## GOAL:
Locate every line below that contains the string "jacket", and copy each of those lines.

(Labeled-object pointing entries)
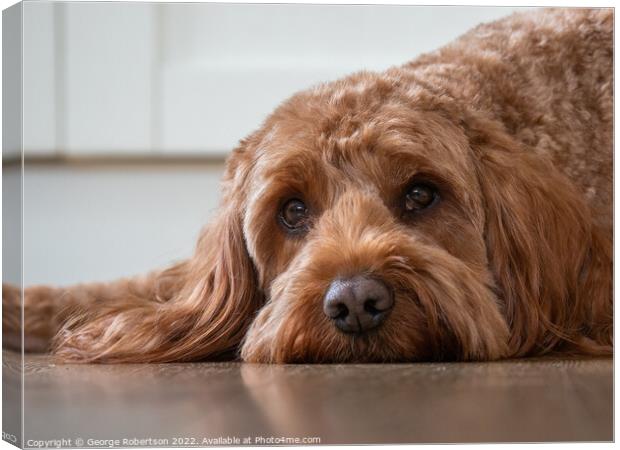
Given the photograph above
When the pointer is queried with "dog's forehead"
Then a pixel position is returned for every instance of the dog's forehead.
(343, 130)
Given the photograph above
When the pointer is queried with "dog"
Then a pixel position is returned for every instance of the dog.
(458, 207)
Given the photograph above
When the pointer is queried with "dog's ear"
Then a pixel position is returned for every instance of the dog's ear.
(198, 309)
(551, 263)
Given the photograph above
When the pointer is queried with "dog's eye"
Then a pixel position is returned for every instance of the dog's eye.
(294, 214)
(420, 196)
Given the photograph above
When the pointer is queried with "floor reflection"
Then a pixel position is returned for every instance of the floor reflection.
(507, 401)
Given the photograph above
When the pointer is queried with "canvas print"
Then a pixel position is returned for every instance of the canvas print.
(297, 224)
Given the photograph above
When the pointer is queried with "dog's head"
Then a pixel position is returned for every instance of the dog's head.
(369, 220)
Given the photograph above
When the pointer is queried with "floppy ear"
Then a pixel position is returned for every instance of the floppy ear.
(197, 310)
(551, 263)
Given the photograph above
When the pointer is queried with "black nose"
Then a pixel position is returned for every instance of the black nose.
(357, 304)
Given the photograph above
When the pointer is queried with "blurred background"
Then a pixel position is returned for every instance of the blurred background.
(130, 109)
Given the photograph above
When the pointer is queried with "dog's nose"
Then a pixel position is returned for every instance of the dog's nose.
(357, 304)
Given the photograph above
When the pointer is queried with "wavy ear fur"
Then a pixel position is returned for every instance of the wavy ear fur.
(551, 263)
(198, 309)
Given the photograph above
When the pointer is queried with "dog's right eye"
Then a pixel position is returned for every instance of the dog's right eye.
(294, 215)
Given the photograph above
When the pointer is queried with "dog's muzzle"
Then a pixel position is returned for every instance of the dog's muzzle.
(358, 304)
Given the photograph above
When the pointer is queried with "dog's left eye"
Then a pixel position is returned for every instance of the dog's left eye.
(420, 196)
(294, 214)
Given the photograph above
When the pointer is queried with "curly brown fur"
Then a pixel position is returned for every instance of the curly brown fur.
(512, 123)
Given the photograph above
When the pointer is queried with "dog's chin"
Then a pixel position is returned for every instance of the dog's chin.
(433, 318)
(313, 338)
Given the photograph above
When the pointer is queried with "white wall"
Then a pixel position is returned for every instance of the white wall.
(144, 78)
(174, 79)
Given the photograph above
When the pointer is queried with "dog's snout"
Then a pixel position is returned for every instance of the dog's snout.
(357, 304)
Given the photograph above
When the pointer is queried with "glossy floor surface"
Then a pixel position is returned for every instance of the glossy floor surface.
(523, 400)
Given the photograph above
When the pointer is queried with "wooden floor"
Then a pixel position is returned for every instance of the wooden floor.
(523, 400)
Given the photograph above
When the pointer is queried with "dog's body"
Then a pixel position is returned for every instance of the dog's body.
(456, 207)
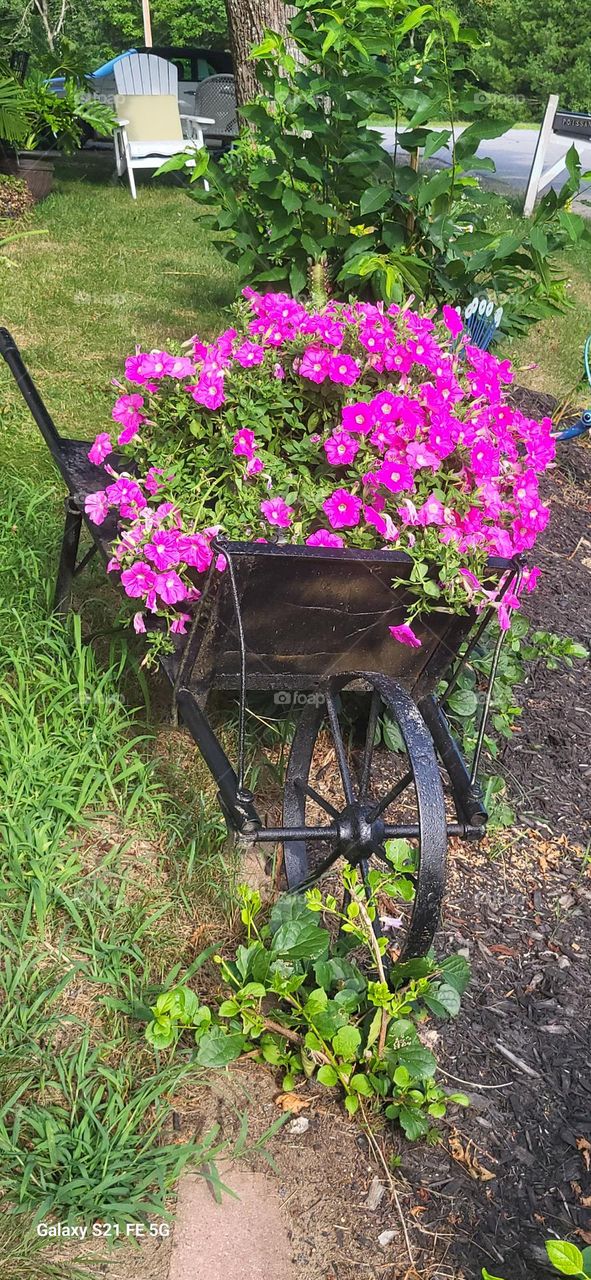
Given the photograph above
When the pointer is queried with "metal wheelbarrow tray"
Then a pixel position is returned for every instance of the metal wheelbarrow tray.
(307, 624)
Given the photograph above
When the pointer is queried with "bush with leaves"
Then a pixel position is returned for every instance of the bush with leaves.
(315, 184)
(315, 1002)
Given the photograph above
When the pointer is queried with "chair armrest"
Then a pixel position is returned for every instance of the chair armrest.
(197, 119)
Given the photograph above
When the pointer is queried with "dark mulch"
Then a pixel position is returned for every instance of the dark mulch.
(522, 913)
(548, 762)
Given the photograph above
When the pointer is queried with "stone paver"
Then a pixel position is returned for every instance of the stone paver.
(239, 1239)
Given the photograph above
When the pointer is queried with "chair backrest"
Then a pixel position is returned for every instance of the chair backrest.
(145, 73)
(215, 97)
(151, 118)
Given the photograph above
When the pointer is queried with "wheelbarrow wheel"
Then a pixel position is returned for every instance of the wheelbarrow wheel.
(354, 817)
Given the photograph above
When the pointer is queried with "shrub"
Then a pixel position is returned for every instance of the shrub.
(15, 199)
(354, 425)
(315, 184)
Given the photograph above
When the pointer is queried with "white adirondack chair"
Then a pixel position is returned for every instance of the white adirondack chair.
(150, 127)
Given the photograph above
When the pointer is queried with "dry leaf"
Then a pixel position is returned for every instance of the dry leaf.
(292, 1102)
(470, 1160)
(585, 1148)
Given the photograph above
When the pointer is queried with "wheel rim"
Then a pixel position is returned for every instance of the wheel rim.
(356, 827)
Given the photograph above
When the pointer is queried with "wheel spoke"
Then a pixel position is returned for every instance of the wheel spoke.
(339, 748)
(369, 748)
(305, 789)
(320, 871)
(390, 796)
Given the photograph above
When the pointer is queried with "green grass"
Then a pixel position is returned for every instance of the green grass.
(110, 273)
(108, 865)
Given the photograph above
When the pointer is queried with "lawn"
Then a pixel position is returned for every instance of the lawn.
(109, 848)
(117, 872)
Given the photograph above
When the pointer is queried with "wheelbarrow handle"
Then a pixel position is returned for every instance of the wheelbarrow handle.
(28, 391)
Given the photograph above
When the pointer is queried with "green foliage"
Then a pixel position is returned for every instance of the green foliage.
(314, 183)
(522, 647)
(310, 1006)
(96, 32)
(567, 1258)
(60, 122)
(15, 199)
(532, 48)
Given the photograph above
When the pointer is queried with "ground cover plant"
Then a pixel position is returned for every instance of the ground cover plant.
(308, 1005)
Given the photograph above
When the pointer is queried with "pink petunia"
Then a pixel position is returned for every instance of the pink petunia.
(96, 507)
(340, 448)
(314, 364)
(250, 353)
(357, 417)
(100, 449)
(324, 538)
(163, 551)
(138, 580)
(406, 635)
(209, 391)
(276, 512)
(244, 443)
(170, 588)
(343, 369)
(253, 467)
(395, 476)
(343, 508)
(195, 551)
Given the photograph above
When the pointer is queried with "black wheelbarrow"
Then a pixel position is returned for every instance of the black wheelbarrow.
(308, 625)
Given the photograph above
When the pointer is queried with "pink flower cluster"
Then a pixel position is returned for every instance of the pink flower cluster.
(416, 439)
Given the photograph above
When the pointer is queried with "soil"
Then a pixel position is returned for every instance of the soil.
(548, 763)
(513, 1169)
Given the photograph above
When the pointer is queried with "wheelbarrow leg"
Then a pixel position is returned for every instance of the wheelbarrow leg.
(68, 556)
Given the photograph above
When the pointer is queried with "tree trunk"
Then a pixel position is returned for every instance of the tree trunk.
(247, 19)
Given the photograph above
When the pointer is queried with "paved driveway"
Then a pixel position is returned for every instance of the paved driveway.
(513, 154)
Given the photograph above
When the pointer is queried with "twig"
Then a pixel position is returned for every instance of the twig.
(379, 1152)
(516, 1061)
(472, 1084)
(378, 958)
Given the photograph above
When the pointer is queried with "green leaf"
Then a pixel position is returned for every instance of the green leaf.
(299, 941)
(361, 1084)
(418, 1061)
(291, 200)
(219, 1047)
(413, 19)
(566, 1257)
(415, 1124)
(456, 970)
(328, 1075)
(374, 199)
(316, 1004)
(347, 1042)
(463, 702)
(444, 1001)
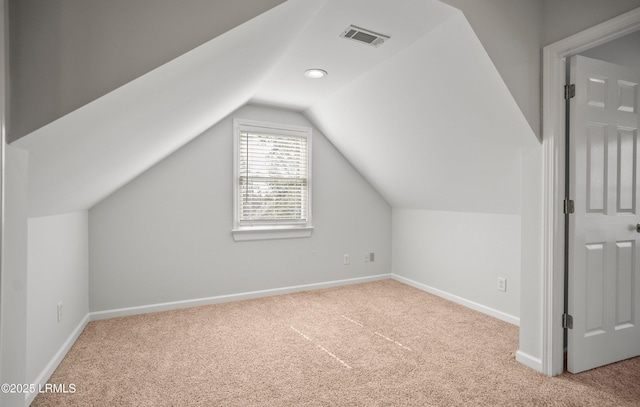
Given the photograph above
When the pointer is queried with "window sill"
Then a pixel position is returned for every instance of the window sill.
(264, 233)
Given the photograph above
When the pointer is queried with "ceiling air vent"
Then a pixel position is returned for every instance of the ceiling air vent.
(364, 36)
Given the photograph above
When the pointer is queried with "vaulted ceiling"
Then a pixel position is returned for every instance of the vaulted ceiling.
(425, 117)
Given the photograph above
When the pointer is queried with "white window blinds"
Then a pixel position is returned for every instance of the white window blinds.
(273, 179)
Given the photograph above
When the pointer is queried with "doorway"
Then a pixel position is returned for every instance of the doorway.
(555, 58)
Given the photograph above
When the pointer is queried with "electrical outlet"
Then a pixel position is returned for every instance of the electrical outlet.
(502, 284)
(60, 312)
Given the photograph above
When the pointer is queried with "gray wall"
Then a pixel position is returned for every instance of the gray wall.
(510, 33)
(166, 236)
(563, 18)
(58, 270)
(13, 298)
(66, 53)
(624, 51)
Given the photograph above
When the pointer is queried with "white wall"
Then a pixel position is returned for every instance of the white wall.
(66, 53)
(461, 255)
(58, 270)
(510, 32)
(166, 236)
(13, 329)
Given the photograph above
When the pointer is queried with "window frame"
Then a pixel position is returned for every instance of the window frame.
(278, 229)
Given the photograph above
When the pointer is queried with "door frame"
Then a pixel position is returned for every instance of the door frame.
(553, 151)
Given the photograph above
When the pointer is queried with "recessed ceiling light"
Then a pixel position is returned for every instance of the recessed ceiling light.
(315, 73)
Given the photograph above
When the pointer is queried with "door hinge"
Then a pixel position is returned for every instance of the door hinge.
(567, 321)
(569, 91)
(569, 206)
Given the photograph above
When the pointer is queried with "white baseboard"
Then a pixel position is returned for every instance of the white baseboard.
(530, 361)
(144, 309)
(459, 300)
(44, 376)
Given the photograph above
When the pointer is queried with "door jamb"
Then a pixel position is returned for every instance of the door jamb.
(553, 145)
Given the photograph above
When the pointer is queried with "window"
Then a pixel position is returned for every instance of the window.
(272, 181)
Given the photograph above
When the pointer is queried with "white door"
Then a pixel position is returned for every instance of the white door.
(604, 257)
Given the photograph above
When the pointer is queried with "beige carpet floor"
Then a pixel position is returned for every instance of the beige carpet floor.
(374, 344)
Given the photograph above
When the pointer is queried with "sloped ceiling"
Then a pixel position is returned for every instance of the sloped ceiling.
(425, 117)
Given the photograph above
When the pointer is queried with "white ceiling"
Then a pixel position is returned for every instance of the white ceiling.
(425, 117)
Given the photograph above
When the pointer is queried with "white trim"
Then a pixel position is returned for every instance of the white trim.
(554, 71)
(166, 306)
(528, 360)
(44, 376)
(459, 300)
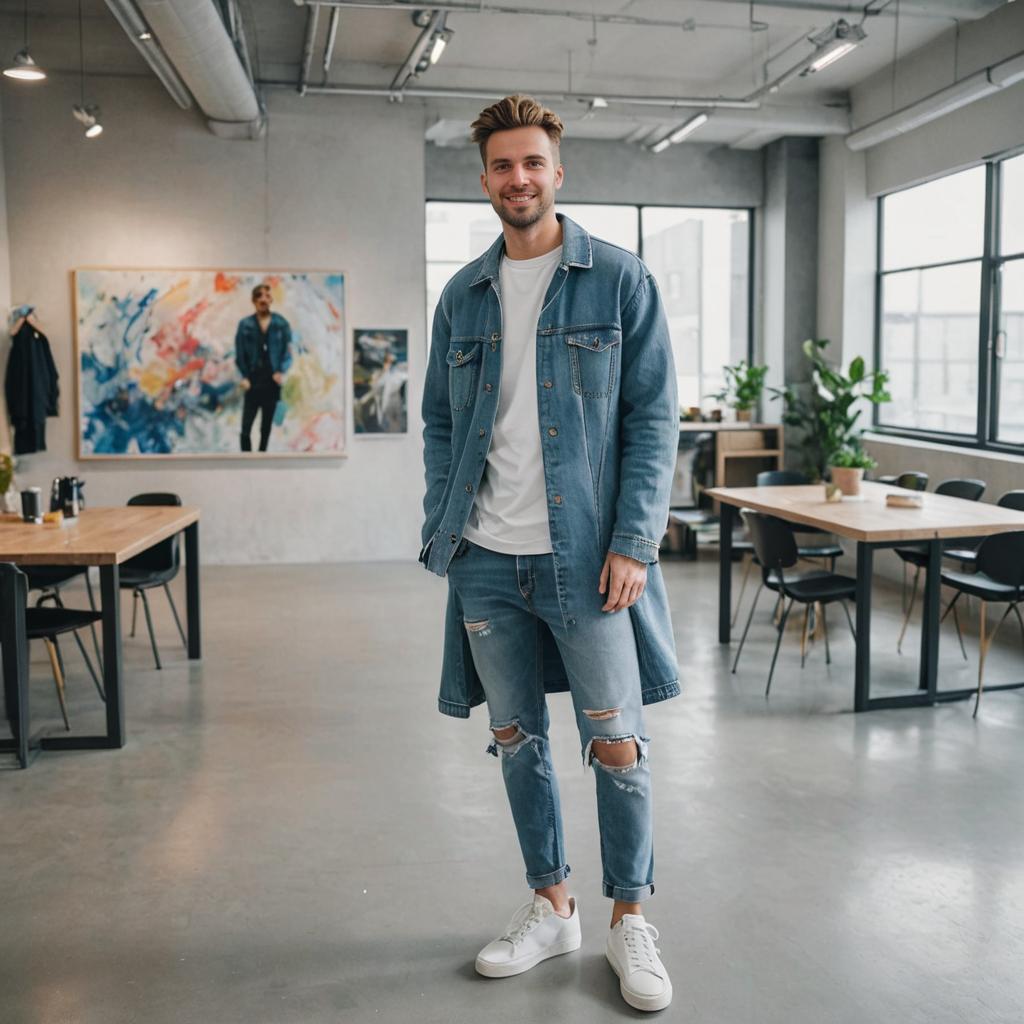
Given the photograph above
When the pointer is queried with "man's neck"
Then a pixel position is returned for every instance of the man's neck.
(525, 243)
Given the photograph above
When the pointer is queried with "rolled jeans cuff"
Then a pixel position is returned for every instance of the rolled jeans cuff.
(551, 879)
(637, 895)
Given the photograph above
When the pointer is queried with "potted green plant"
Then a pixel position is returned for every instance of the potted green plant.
(848, 467)
(743, 385)
(824, 413)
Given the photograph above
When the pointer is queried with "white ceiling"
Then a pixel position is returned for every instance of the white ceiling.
(723, 48)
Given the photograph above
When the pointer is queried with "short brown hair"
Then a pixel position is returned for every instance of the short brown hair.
(514, 112)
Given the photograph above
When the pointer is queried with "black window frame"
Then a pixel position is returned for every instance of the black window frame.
(639, 208)
(991, 262)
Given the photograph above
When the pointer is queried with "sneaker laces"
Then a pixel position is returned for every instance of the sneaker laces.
(523, 922)
(640, 949)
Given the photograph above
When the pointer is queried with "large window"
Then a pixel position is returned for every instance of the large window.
(700, 259)
(951, 307)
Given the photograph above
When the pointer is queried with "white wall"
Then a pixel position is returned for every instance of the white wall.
(337, 183)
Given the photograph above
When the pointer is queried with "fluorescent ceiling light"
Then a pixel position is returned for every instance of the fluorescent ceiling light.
(24, 68)
(687, 128)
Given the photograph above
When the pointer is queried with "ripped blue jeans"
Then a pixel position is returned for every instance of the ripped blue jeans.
(507, 600)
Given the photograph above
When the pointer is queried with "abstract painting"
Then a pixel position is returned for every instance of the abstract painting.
(380, 381)
(159, 372)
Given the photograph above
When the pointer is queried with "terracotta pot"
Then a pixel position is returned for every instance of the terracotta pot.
(847, 478)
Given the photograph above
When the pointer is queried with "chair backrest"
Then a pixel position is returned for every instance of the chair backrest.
(772, 539)
(912, 480)
(165, 556)
(969, 489)
(1012, 500)
(1001, 558)
(780, 477)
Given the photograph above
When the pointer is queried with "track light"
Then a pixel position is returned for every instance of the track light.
(687, 128)
(88, 116)
(24, 68)
(834, 43)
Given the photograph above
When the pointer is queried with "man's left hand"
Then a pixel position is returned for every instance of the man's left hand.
(624, 580)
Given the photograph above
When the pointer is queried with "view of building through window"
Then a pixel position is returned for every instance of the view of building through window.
(698, 257)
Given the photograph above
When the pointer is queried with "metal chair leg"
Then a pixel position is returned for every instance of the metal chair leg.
(750, 617)
(778, 640)
(177, 621)
(56, 666)
(824, 630)
(909, 611)
(853, 632)
(148, 623)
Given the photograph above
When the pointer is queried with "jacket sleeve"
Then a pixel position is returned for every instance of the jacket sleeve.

## RESULT OF THIS EXERCISE:
When the pointer is queried with "jacket sleeve"
Then a pixel position is returned for every instance of the jacket sleeve.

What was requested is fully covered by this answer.